Task directions: Reproduce the entries below in full, word for word.

==== Information provided ====

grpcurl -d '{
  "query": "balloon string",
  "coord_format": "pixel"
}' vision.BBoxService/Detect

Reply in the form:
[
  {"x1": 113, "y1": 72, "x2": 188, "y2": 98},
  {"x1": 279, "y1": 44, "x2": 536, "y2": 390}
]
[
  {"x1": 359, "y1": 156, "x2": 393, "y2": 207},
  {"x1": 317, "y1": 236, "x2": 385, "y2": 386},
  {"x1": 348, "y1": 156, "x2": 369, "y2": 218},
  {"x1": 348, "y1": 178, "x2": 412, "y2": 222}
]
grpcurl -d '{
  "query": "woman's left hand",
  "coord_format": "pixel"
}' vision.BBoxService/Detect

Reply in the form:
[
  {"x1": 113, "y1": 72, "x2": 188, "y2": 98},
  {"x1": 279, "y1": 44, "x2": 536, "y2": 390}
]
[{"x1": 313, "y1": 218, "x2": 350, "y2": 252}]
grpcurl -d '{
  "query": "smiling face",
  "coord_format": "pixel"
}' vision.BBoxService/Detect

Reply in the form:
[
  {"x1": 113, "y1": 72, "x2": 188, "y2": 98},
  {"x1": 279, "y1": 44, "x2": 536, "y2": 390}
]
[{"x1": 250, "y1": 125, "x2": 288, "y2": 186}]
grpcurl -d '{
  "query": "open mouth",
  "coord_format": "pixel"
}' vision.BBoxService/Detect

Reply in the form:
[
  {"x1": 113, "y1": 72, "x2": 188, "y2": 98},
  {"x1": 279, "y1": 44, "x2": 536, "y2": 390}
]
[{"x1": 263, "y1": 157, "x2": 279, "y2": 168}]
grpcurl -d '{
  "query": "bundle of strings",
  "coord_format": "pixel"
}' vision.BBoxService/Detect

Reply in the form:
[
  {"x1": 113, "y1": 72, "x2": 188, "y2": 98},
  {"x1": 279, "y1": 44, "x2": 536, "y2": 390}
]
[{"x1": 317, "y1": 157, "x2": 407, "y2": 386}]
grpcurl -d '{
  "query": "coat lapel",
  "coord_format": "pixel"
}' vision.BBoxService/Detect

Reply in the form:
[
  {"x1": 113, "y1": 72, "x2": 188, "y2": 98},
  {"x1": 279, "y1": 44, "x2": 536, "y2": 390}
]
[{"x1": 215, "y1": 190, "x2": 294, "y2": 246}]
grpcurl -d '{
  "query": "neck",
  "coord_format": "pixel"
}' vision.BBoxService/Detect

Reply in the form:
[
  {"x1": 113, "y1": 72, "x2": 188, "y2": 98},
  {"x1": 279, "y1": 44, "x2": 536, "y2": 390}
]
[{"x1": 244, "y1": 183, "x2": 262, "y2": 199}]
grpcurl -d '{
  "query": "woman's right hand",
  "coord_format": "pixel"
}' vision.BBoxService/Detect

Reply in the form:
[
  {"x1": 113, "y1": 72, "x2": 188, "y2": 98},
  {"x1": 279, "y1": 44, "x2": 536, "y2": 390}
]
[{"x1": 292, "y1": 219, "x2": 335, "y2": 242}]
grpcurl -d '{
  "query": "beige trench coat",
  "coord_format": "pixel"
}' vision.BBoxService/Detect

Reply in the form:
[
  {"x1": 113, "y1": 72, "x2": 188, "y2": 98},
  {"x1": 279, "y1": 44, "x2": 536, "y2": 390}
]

====

Response to the task:
grpcurl -d '{
  "query": "balloon string",
  "coord_format": "pixel"
}' vision.BBoxService/Detect

Reply in the form:
[
  {"x1": 113, "y1": 72, "x2": 188, "y2": 98},
  {"x1": 279, "y1": 44, "x2": 536, "y2": 390}
]
[
  {"x1": 359, "y1": 156, "x2": 393, "y2": 207},
  {"x1": 317, "y1": 236, "x2": 385, "y2": 386},
  {"x1": 348, "y1": 156, "x2": 369, "y2": 218},
  {"x1": 348, "y1": 178, "x2": 412, "y2": 222}
]
grpcurl -d '{
  "query": "woman's left hand",
  "coord_format": "pixel"
}' vision.BBoxService/Detect

Reply in the form:
[
  {"x1": 113, "y1": 72, "x2": 188, "y2": 98},
  {"x1": 279, "y1": 44, "x2": 536, "y2": 390}
]
[{"x1": 313, "y1": 218, "x2": 350, "y2": 252}]
grpcurl -d '{
  "query": "smiling face",
  "coord_format": "pixel"
}' vision.BBoxService/Detect

Reply in the form:
[
  {"x1": 113, "y1": 72, "x2": 188, "y2": 98},
  {"x1": 279, "y1": 44, "x2": 536, "y2": 390}
]
[{"x1": 250, "y1": 125, "x2": 288, "y2": 186}]
grpcurl -d '{
  "query": "open mouth",
  "coord_format": "pixel"
}' vision.BBoxService/Detect

Reply in the form:
[
  {"x1": 113, "y1": 72, "x2": 188, "y2": 98},
  {"x1": 279, "y1": 44, "x2": 536, "y2": 390}
]
[{"x1": 263, "y1": 157, "x2": 279, "y2": 168}]
grpcurl -d '{
  "query": "bundle of strings",
  "coord_format": "pixel"
}' vision.BBoxService/Detect

Reply in the form:
[
  {"x1": 113, "y1": 72, "x2": 188, "y2": 98},
  {"x1": 279, "y1": 44, "x2": 536, "y2": 390}
]
[{"x1": 317, "y1": 157, "x2": 407, "y2": 386}]
grpcurl -d '{
  "query": "coat lapel",
  "coord_format": "pixel"
}' vision.BBoxService/Detect

Reply in the form:
[
  {"x1": 113, "y1": 72, "x2": 188, "y2": 98},
  {"x1": 279, "y1": 44, "x2": 536, "y2": 390}
]
[{"x1": 215, "y1": 190, "x2": 294, "y2": 246}]
grpcurl -d '{
  "query": "neck",
  "coord_format": "pixel"
}' vision.BBoxService/Detect

Reply in the form:
[
  {"x1": 113, "y1": 72, "x2": 188, "y2": 98},
  {"x1": 279, "y1": 44, "x2": 536, "y2": 390}
]
[{"x1": 244, "y1": 183, "x2": 262, "y2": 199}]
grpcurl -d '{
  "query": "woman's right hand",
  "coord_format": "pixel"
}' vision.BBoxService/Detect

Reply in the form:
[
  {"x1": 113, "y1": 72, "x2": 188, "y2": 98},
  {"x1": 279, "y1": 44, "x2": 536, "y2": 390}
]
[{"x1": 292, "y1": 219, "x2": 335, "y2": 242}]
grpcurl -d '{
  "query": "beige trench coat",
  "coord_format": "pixel"
}' vision.BBoxService/Detect

Reply in the form:
[
  {"x1": 113, "y1": 72, "x2": 188, "y2": 98},
  {"x1": 279, "y1": 44, "x2": 536, "y2": 390}
]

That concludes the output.